## Start

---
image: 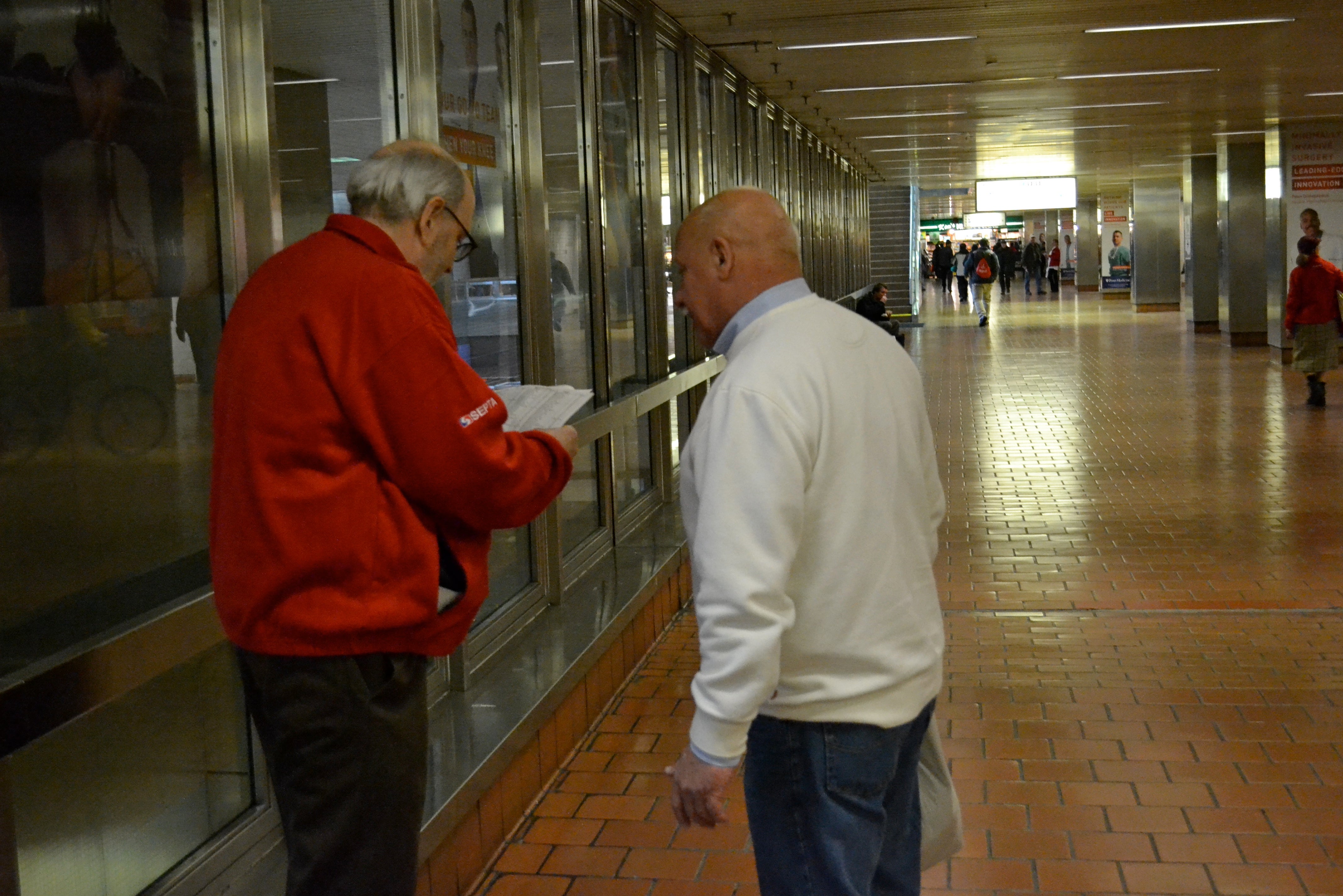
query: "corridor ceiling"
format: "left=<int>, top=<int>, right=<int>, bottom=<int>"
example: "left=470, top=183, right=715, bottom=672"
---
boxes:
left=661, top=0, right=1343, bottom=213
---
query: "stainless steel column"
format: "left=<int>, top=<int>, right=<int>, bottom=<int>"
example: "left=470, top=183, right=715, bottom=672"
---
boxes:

## End

• **Task brief**:
Rewrite the listing above, swapping "stainless steel" for "polished steel" and keeping every other line the same. Leave the pictures out of your answer.

• **Reply to the exercise**:
---
image: 
query: "corridor ceiling"
format: "left=<int>, top=<int>, right=<int>, bottom=<int>"
example: "left=470, top=183, right=715, bottom=672"
---
boxes:
left=661, top=0, right=1343, bottom=213
---
query: "polished steel column"
format: "left=<int>, top=<int>, right=<int>, bottom=<int>"
example: "left=470, top=183, right=715, bottom=672"
---
boxes:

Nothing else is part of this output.